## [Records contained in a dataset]
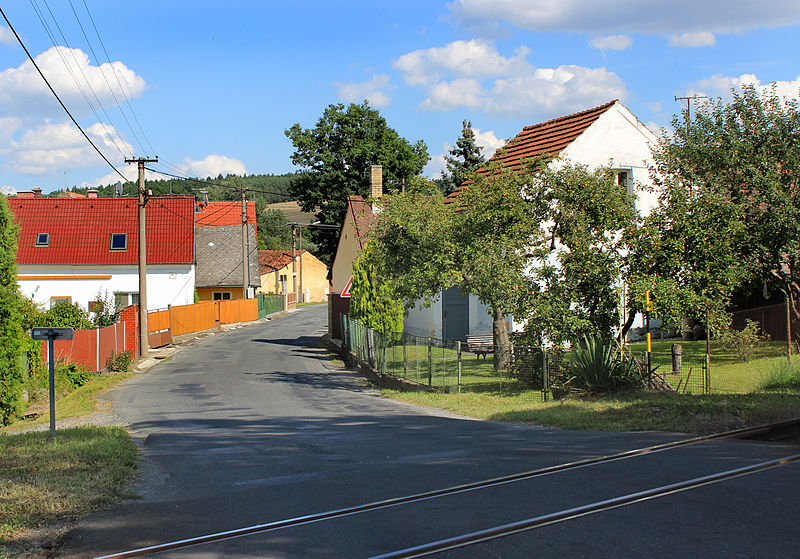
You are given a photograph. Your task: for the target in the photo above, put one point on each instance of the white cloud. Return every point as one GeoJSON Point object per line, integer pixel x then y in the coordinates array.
{"type": "Point", "coordinates": [474, 75]}
{"type": "Point", "coordinates": [213, 165]}
{"type": "Point", "coordinates": [473, 59]}
{"type": "Point", "coordinates": [612, 42]}
{"type": "Point", "coordinates": [49, 148]}
{"type": "Point", "coordinates": [721, 86]}
{"type": "Point", "coordinates": [372, 90]}
{"type": "Point", "coordinates": [23, 93]}
{"type": "Point", "coordinates": [696, 39]}
{"type": "Point", "coordinates": [7, 37]}
{"type": "Point", "coordinates": [488, 141]}
{"type": "Point", "coordinates": [614, 16]}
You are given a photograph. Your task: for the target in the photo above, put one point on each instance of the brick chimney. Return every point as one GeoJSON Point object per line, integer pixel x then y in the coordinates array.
{"type": "Point", "coordinates": [376, 181]}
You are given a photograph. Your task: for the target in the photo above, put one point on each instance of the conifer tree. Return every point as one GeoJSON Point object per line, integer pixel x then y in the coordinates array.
{"type": "Point", "coordinates": [10, 318]}
{"type": "Point", "coordinates": [465, 158]}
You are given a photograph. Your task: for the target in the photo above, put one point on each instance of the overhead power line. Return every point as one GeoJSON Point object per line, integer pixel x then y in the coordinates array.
{"type": "Point", "coordinates": [53, 91]}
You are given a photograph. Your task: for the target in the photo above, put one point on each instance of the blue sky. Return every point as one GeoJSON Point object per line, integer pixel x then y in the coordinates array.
{"type": "Point", "coordinates": [215, 84]}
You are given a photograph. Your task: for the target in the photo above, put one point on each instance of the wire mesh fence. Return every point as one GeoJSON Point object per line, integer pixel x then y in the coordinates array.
{"type": "Point", "coordinates": [449, 366]}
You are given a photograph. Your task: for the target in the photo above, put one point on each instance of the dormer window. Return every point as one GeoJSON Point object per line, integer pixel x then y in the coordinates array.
{"type": "Point", "coordinates": [119, 242]}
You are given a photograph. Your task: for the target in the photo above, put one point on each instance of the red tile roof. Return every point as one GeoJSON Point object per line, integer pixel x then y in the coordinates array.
{"type": "Point", "coordinates": [273, 260]}
{"type": "Point", "coordinates": [550, 137]}
{"type": "Point", "coordinates": [223, 213]}
{"type": "Point", "coordinates": [80, 229]}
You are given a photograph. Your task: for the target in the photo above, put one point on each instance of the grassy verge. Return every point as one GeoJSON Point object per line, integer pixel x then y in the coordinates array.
{"type": "Point", "coordinates": [78, 472]}
{"type": "Point", "coordinates": [80, 401]}
{"type": "Point", "coordinates": [632, 412]}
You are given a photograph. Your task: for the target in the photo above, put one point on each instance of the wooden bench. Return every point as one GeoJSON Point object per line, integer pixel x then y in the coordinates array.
{"type": "Point", "coordinates": [480, 344]}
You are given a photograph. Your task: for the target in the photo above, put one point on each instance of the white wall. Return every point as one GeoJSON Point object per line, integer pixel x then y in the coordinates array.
{"type": "Point", "coordinates": [618, 140]}
{"type": "Point", "coordinates": [166, 284]}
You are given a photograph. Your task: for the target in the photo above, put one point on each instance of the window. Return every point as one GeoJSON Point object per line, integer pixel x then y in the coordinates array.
{"type": "Point", "coordinates": [55, 300]}
{"type": "Point", "coordinates": [122, 300]}
{"type": "Point", "coordinates": [119, 241]}
{"type": "Point", "coordinates": [625, 179]}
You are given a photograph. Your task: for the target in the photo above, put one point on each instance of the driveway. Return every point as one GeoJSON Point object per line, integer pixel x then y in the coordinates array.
{"type": "Point", "coordinates": [256, 424]}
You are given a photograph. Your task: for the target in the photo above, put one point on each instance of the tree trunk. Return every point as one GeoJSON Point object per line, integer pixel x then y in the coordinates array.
{"type": "Point", "coordinates": [502, 345]}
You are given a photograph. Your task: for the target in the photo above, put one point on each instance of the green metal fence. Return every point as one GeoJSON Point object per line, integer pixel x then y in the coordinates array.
{"type": "Point", "coordinates": [268, 304]}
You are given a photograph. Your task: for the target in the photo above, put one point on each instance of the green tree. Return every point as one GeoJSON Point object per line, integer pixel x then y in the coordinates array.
{"type": "Point", "coordinates": [578, 259]}
{"type": "Point", "coordinates": [11, 334]}
{"type": "Point", "coordinates": [274, 232]}
{"type": "Point", "coordinates": [334, 158]}
{"type": "Point", "coordinates": [66, 315]}
{"type": "Point", "coordinates": [464, 159]}
{"type": "Point", "coordinates": [373, 302]}
{"type": "Point", "coordinates": [742, 160]}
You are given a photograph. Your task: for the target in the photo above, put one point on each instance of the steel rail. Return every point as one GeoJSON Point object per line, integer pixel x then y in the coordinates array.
{"type": "Point", "coordinates": [454, 490]}
{"type": "Point", "coordinates": [488, 534]}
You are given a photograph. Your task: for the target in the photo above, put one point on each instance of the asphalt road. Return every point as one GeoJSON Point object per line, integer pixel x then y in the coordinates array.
{"type": "Point", "coordinates": [256, 425]}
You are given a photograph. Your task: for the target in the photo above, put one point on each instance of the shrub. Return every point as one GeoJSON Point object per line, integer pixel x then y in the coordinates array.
{"type": "Point", "coordinates": [599, 367]}
{"type": "Point", "coordinates": [120, 362]}
{"type": "Point", "coordinates": [742, 343]}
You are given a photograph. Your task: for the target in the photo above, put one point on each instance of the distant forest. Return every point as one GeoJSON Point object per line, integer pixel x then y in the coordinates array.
{"type": "Point", "coordinates": [273, 229]}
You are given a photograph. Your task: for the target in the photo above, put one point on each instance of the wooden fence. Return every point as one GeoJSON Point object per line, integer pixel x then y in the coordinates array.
{"type": "Point", "coordinates": [92, 348]}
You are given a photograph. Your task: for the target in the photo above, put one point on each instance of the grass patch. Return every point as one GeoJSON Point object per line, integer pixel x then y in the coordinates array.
{"type": "Point", "coordinates": [80, 401]}
{"type": "Point", "coordinates": [636, 411]}
{"type": "Point", "coordinates": [78, 472]}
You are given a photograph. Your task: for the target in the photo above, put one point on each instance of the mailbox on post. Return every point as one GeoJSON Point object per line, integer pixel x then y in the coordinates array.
{"type": "Point", "coordinates": [50, 334]}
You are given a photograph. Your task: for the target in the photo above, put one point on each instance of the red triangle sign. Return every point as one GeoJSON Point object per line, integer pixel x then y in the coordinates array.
{"type": "Point", "coordinates": [347, 288]}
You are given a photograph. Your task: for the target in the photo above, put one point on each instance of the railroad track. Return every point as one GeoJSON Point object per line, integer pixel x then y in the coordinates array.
{"type": "Point", "coordinates": [776, 431]}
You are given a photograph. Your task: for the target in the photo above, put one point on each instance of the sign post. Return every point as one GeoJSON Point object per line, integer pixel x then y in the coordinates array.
{"type": "Point", "coordinates": [50, 334]}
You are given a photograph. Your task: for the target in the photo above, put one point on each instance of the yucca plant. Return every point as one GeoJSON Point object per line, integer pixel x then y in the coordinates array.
{"type": "Point", "coordinates": [599, 367]}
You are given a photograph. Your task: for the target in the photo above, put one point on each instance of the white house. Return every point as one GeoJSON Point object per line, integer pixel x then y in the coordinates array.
{"type": "Point", "coordinates": [608, 135]}
{"type": "Point", "coordinates": [77, 249]}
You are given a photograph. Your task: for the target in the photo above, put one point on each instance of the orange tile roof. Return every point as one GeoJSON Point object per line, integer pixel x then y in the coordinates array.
{"type": "Point", "coordinates": [273, 260]}
{"type": "Point", "coordinates": [223, 213]}
{"type": "Point", "coordinates": [550, 137]}
{"type": "Point", "coordinates": [80, 229]}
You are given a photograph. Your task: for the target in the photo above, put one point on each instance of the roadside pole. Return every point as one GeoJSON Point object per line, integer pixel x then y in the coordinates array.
{"type": "Point", "coordinates": [52, 334]}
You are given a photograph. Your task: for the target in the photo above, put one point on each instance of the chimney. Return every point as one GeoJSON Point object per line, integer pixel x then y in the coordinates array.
{"type": "Point", "coordinates": [376, 181]}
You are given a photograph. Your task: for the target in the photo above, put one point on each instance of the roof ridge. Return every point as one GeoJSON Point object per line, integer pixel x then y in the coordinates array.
{"type": "Point", "coordinates": [604, 107]}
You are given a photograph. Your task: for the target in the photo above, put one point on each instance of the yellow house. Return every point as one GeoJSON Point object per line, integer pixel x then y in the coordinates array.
{"type": "Point", "coordinates": [311, 275]}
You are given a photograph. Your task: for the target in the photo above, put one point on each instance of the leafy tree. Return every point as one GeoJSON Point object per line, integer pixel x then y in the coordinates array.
{"type": "Point", "coordinates": [578, 259]}
{"type": "Point", "coordinates": [464, 159]}
{"type": "Point", "coordinates": [425, 245]}
{"type": "Point", "coordinates": [373, 302]}
{"type": "Point", "coordinates": [742, 160]}
{"type": "Point", "coordinates": [11, 334]}
{"type": "Point", "coordinates": [335, 156]}
{"type": "Point", "coordinates": [66, 315]}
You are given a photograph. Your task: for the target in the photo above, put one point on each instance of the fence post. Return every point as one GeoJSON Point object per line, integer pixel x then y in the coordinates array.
{"type": "Point", "coordinates": [545, 375]}
{"type": "Point", "coordinates": [405, 356]}
{"type": "Point", "coordinates": [458, 357]}
{"type": "Point", "coordinates": [430, 360]}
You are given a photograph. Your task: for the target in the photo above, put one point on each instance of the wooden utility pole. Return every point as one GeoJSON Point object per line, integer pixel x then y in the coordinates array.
{"type": "Point", "coordinates": [144, 344]}
{"type": "Point", "coordinates": [245, 260]}
{"type": "Point", "coordinates": [302, 298]}
{"type": "Point", "coordinates": [294, 259]}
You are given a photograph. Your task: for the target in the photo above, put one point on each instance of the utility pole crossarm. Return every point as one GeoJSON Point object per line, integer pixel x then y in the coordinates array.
{"type": "Point", "coordinates": [144, 344]}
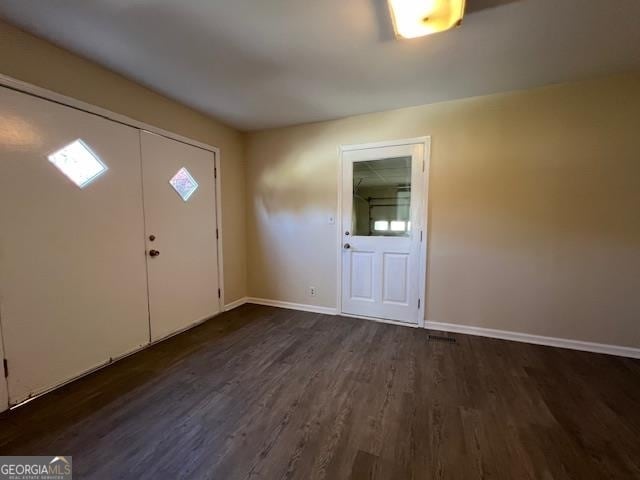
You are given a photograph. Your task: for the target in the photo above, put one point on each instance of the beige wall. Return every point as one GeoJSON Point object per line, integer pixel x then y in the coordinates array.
{"type": "Point", "coordinates": [534, 208]}
{"type": "Point", "coordinates": [33, 60]}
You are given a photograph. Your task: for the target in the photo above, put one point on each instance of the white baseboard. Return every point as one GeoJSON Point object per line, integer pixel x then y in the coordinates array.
{"type": "Point", "coordinates": [620, 351]}
{"type": "Point", "coordinates": [536, 339]}
{"type": "Point", "coordinates": [292, 306]}
{"type": "Point", "coordinates": [235, 304]}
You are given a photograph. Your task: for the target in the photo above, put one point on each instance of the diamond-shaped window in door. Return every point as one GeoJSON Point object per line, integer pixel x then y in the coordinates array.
{"type": "Point", "coordinates": [78, 163]}
{"type": "Point", "coordinates": [183, 183]}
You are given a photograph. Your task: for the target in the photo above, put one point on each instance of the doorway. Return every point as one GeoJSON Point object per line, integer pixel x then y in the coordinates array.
{"type": "Point", "coordinates": [383, 236]}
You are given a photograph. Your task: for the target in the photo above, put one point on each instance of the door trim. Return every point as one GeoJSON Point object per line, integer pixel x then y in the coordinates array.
{"type": "Point", "coordinates": [49, 95]}
{"type": "Point", "coordinates": [426, 159]}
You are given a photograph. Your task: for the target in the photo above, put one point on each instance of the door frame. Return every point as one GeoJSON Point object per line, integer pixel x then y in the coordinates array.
{"type": "Point", "coordinates": [49, 95]}
{"type": "Point", "coordinates": [426, 159]}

## [WHAT IS EXPECTED]
Copy exactly the lines that begin with the one containing "the door frame." and continue to the end of the records, both included, and nothing more.

## [REPLY]
You are given a photograph. Your task: for the target in the photo above, put one point on each instance of the door frame. Return every point as one GeoJSON Point object per line, integer pixel x then y in the coordinates array.
{"type": "Point", "coordinates": [49, 95]}
{"type": "Point", "coordinates": [426, 159]}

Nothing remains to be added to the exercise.